井屋山(いややま)高杉山(たかすぎやま)天狗石山(てんぐいしやま)一兵衛山(いちべえやま)・カブリ山 
 
単独 2009.06.27 
サイオト集会所(7:19/25)→光楽寺(7:54)→才乙林道の峠(8:28)→井屋山(9:11)→タカラガ峠(9:23)→小マキ山(9:41)→マキガ峠(9:50)→高杉山(10:10/20)→ホン峠(10:40)→天狗石山(11:07)→草尾根(11:29)→京良原峠(11:47)→一兵衛山(12:20/42)→ノベリ(13:18)→谷峠(13:43)→カブリ山(14:03)→サイオト集会所(14:35)
アルバム

サイオト集会所(7:24)

休耕田に放牧された牛たち(7:31)
サイオト集会所に車を置いて、カタゾウ峠に向かった。かつて小学校であったこの集会所は、まだまだしっかりしており、いろいろな地域の催しに使われているようだ。休耕田に牛が放牧されていた。この地区は昔から牧畜の盛んなところで、一兵衛山の東斜面や高杉山の西斜面は、かつて広大な牧場として利用されていた。

光楽寺(7:52)

才乙林道の峠(8:27)
才乙の集落には、2㎞と離れていないところに順覚寺と光楽寺という二つの寺がある。かつてこの山里には、かなりの人々の暮らしが在ったことがうかがわれる。光楽寺から30分も舗装された林道を上がると、峠に着いた。曲がりくねった松の古木が、道へ張り出しており、ここに高杉山稜線への取付がある。林道はこの先で十字路となり、板村、大暮、深山方面へ下っている。

刈り払われた径(8:59)

タカラガ峠(9:23)
高杉山までの径は笹が茂っていることを覚悟していたが、きれいに刈り払われていた。感謝。井屋山を下った鞍部がタカラガ峠。右左に踏跡があるが、里まで続いているかどうかは分からない。稜線の径は、杉・檜と潅木の林の中にあり、小マキ山まで展望はない。

土塁沿いの径(9:29)

高杉山 小マキ山より(9:41)
タカラガ峠からは、土塁沿いに径が続いている。かつて土塁には柵が設けられ、才乙側に広大な茅原の牧場が開けていた、という。小マキ山は、少し西に行ったところに夫婦岩があるので、夫婦岩山とも呼ばれている。ここから、サイオトスキー場のチャレンジコースがマキガ峠に下っている。

小マキ山(手前)、井屋山 高杉山より(10:12)

高杉山北斜面に立つブナの古木(10:22)
マキガ峠から高杉山へは、スキー場の管理道を上る。頂上のすぐ下がリフト降り場になっており、そこからの眺めは素晴らしい。辿ってきた井屋山や小マキ山が、指呼の間に見下ろせる。高杉山の頂上部は、笹が茂り、おまけに北側と西側を潅木に遮られて、展望は今一つである。が、ブナの疎林の北斜面を下るのは、まことに心地がいい。

ホン峠(10:39)

乳母御前神社(10:42)
ホン峠で乳母御前神社にお参りした。

記録一覧:
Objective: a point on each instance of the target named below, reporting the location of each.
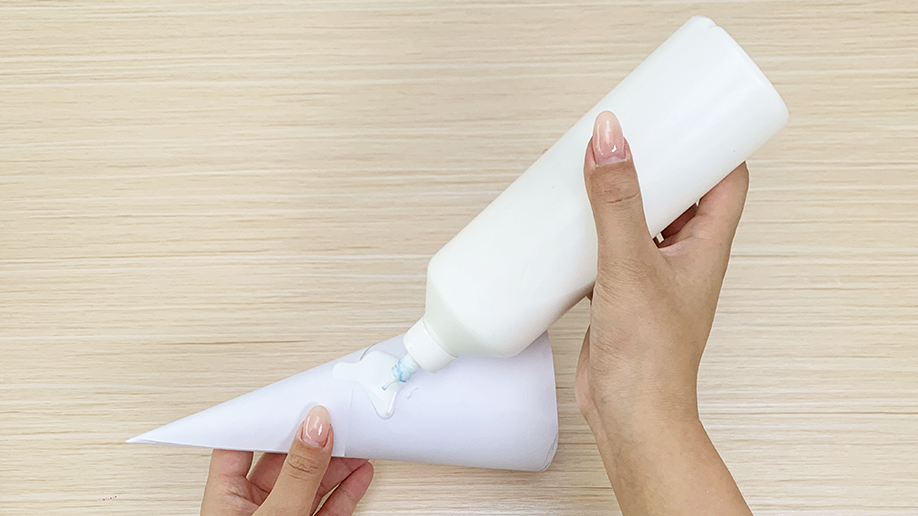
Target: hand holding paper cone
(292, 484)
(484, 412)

--

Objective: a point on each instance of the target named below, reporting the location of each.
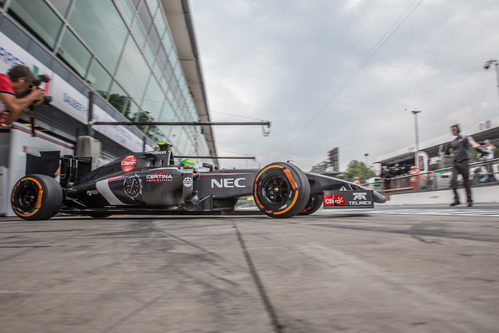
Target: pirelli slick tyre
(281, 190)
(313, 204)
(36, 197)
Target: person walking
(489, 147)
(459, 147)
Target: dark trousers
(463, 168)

---

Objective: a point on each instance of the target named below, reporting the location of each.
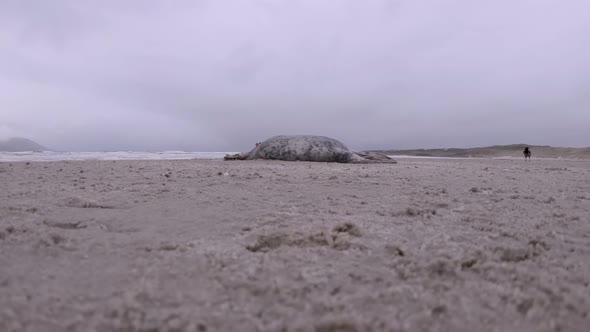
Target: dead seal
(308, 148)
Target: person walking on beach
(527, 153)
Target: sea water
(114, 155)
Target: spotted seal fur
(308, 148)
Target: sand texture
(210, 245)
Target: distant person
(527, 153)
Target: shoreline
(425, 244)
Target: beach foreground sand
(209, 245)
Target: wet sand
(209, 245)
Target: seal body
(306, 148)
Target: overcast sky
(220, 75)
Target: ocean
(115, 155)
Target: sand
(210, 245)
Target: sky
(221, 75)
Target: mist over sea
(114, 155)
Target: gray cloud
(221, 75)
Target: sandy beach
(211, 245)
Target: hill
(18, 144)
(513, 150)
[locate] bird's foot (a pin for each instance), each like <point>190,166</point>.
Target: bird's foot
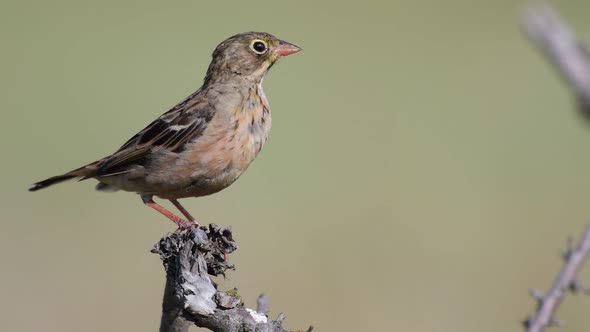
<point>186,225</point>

課題:
[1] 山歩きの文章で「サイオト集会所(7:19/25)→」から始まる行程の行にある峠の名前を、出てくる順にすべて挙げてください。
[2] 山歩きの文章を、最後の文の後から書き継ぐこと。

課題別の解答:
[1] 才乙林道の峠、タカラガ峠、マキガ峠、ホン峠、京良原峠、谷峠

[2]
乳母御前神社由緒
乳母御前神社の祭神は安徳天皇二位の局。大化改新後、武家勢力隆盛なりし中にて平家の勢力殊に旺盛なりし 当時清盛、経盛、頼盛等が安芸の領主となりたり 奢る平家は久しからずの諺の如く源氏勢力に追われ寿永4年長州壇ノ浦に滅亡せり 其の間一の谷屋島敗戦し、安芸の山間に逃れ、当地にも隠れしは王渡橋、王泊の地名等に明らかなり 其の節当地に滞在し地方の未開民に機織の業を授けられしと云う 其の時初めて梭の音を聞きしにより(さいおと)と地名を付けたりと云う 平家一族隠棲中当地方民の協力に対し阿佐山は才乙村、大暮村、米沢村、移原村、高野村の五ヶ村入相として授けられたと云う 其の後享保15年10月本地奉行所郡奉行武井又次郎、池谷杢右衛門よりの申渡書にて五ヶ村入相山として認められたり 大正初期五字に分割し才乙分218丁3反4畝歩は村有林に編入されたり 因の此の峠を本峠と称するのは、往古は大朝地方への往還(道路)なりしと云う 以上の如き伝説により山の守護神として、古代より部落民の尊敬最も厚く社殿御神体共に再建せり 昭和26年9月3日 傍らの石碑より

天狗石山山頂(11:06) 

京良原峠(来尾峠)(11:46)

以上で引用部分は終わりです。